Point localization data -

════

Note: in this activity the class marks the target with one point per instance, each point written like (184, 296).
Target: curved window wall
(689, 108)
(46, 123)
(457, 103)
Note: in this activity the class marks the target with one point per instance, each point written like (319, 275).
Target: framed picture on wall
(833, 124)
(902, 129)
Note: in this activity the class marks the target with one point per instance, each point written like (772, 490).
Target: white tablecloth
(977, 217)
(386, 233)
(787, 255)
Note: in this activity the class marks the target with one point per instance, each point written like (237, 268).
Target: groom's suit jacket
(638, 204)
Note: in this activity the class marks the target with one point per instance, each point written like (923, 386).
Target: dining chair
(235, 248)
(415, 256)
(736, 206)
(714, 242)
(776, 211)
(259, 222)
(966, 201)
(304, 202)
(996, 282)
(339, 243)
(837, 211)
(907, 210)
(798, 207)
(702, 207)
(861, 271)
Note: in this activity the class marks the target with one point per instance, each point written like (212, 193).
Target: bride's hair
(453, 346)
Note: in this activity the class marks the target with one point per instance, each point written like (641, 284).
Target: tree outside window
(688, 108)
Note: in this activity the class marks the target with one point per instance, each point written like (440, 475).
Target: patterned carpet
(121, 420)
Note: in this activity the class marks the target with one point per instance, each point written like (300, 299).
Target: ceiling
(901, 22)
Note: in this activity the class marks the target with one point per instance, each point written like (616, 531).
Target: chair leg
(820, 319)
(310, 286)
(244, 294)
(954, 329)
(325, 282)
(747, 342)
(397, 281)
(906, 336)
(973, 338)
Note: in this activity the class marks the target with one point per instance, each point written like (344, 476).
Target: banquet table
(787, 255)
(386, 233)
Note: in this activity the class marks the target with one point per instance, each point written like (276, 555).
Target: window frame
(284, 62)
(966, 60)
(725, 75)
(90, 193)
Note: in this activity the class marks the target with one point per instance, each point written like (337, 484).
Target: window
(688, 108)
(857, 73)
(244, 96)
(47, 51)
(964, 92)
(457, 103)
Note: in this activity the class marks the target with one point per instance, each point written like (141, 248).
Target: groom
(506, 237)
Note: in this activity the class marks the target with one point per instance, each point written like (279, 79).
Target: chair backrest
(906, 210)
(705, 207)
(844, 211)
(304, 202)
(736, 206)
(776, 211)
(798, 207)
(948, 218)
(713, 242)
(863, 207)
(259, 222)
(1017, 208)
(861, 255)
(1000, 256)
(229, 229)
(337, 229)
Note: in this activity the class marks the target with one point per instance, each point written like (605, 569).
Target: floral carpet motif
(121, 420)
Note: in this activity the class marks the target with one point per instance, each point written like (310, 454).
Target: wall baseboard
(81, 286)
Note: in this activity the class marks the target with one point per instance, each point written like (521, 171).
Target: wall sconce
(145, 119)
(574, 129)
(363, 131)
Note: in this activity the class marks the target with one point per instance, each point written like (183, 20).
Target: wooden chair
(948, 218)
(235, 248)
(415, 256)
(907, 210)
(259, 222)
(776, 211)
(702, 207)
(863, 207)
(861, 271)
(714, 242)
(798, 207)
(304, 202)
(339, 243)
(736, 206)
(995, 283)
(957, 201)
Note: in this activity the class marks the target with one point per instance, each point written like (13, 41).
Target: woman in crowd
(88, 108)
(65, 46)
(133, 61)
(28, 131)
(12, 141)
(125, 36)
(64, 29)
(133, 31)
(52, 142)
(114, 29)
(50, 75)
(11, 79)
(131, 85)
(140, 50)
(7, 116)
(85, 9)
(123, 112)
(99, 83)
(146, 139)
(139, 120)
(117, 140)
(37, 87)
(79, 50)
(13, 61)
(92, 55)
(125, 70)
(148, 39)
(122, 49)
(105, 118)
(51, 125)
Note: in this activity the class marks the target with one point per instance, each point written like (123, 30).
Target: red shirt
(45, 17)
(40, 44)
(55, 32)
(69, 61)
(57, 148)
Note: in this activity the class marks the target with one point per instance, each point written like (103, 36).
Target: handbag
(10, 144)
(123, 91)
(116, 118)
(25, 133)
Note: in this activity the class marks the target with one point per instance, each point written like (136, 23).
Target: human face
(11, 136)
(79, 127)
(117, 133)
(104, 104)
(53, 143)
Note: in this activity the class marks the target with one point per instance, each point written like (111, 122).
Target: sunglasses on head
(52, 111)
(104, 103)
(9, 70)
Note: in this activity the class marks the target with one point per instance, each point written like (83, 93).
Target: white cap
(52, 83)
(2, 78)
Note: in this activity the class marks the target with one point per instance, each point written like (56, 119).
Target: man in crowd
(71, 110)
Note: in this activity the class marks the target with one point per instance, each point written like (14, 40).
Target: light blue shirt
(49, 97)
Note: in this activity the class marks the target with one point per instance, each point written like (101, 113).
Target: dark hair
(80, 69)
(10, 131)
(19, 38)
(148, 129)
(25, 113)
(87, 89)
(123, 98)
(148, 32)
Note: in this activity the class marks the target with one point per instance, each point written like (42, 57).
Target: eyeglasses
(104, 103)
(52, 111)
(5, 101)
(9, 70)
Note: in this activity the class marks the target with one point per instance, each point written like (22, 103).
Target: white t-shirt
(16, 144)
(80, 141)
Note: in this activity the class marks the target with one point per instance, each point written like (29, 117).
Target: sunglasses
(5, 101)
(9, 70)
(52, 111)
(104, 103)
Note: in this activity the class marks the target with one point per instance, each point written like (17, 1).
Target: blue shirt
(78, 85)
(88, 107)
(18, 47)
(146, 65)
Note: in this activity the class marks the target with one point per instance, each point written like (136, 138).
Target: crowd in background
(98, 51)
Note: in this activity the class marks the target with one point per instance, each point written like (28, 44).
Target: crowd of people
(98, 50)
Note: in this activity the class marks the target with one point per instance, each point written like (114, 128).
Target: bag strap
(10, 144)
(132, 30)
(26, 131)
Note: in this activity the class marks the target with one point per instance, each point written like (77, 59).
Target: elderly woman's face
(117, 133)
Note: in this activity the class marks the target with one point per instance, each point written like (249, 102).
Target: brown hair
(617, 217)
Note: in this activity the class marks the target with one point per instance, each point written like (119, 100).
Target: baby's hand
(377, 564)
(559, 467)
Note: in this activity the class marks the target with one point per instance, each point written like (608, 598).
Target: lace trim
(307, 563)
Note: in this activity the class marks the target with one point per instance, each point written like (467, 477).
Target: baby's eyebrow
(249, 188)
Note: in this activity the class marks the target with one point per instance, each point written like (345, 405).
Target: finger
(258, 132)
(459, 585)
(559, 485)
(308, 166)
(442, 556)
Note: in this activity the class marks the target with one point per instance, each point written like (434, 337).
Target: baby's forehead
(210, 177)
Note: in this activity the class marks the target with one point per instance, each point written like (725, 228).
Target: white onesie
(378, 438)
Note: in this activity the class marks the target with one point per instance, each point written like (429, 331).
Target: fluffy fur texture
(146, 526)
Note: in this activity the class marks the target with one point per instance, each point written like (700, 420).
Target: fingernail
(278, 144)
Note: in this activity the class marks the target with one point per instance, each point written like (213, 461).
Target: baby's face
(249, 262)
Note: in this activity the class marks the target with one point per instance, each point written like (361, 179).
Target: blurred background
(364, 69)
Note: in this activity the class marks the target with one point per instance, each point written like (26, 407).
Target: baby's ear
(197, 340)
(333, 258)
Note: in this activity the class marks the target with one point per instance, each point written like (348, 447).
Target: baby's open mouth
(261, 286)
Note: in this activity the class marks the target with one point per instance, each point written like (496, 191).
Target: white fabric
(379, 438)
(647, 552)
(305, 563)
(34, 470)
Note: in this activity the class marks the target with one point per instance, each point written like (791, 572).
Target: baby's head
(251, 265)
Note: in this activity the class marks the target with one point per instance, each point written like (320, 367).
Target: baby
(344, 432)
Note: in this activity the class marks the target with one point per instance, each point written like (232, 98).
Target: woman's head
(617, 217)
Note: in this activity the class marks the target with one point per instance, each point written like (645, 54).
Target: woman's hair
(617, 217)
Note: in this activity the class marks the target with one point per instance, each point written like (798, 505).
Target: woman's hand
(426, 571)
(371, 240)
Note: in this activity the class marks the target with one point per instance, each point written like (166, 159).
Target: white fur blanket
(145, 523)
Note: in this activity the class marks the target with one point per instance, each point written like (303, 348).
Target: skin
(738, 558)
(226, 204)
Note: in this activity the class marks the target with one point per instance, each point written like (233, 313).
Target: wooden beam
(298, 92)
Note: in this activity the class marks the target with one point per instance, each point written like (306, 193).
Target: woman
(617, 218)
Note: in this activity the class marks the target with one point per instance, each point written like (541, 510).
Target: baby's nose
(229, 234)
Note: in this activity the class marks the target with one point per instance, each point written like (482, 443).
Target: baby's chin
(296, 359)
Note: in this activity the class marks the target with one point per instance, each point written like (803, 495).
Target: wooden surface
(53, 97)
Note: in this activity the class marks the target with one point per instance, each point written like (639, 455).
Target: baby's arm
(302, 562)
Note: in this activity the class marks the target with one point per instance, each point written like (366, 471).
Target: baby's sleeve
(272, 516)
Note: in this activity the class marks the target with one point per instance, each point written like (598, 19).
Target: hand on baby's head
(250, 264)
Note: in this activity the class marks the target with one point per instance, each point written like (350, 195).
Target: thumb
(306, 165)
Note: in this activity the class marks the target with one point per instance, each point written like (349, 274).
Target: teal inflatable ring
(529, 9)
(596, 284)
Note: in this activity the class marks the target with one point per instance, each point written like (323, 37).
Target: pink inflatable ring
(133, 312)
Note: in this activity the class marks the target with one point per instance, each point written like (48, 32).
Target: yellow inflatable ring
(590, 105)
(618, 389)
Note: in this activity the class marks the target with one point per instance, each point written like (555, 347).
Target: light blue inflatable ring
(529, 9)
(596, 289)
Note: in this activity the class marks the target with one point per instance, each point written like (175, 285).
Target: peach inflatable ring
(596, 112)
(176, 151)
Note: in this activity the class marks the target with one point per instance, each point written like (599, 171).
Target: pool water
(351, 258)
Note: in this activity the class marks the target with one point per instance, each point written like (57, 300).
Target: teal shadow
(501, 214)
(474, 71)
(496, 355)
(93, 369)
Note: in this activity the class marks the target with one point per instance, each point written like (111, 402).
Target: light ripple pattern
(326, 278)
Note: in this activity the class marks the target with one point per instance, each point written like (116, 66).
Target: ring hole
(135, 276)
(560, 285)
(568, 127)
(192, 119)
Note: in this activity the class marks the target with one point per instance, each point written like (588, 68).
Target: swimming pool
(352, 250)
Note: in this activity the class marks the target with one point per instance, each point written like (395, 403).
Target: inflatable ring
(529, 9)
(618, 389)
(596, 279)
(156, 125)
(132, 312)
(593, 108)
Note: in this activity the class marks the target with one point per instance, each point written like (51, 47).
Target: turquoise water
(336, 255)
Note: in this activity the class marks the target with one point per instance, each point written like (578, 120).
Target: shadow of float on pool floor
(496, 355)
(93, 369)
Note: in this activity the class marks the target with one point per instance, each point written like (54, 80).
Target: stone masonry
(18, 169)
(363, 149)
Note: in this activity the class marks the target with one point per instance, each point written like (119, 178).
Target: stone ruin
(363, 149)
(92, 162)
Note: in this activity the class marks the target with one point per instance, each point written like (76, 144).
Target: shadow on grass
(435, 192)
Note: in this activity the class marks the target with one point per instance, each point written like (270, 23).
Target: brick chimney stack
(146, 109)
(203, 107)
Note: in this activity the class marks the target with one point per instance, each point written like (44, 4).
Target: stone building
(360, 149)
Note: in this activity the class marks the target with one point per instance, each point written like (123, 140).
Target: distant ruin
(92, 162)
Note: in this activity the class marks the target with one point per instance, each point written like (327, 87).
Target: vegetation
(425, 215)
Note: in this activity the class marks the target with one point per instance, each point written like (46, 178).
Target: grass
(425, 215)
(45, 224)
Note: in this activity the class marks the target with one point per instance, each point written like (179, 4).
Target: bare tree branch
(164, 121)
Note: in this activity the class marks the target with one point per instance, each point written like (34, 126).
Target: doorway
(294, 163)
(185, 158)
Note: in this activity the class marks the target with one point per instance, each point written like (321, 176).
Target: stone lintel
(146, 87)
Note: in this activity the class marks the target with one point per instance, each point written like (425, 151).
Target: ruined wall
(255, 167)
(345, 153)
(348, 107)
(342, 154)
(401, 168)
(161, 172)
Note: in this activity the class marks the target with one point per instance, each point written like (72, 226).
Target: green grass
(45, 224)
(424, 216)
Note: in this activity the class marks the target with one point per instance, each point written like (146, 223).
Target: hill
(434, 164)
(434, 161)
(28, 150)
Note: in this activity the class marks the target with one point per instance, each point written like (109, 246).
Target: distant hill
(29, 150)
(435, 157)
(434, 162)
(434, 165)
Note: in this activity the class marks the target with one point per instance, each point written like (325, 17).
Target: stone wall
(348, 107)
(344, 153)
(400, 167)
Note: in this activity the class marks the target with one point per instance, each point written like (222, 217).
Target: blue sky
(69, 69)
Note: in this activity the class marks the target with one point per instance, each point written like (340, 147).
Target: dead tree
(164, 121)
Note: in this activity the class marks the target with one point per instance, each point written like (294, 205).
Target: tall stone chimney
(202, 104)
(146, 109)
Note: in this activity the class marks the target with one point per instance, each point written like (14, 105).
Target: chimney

════

WORK TASK -
Please make an exact copy of the lines above from the line with "like (300, 299)." through the line with "like (344, 476).", both ends included.

SOLUTION FOR THIS EXERCISE -
Note: in this activity the class marks the target with one point per instance, each point written like (300, 299).
Target: ceiling
(901, 22)
Note: in this activity the class marks the target with one point per instance, each point written like (616, 531).
Target: chair leg
(820, 319)
(310, 286)
(244, 294)
(954, 329)
(325, 282)
(747, 342)
(397, 281)
(906, 336)
(973, 338)
Note: in this activity the class marks the target with one point per instance, each point written like (344, 476).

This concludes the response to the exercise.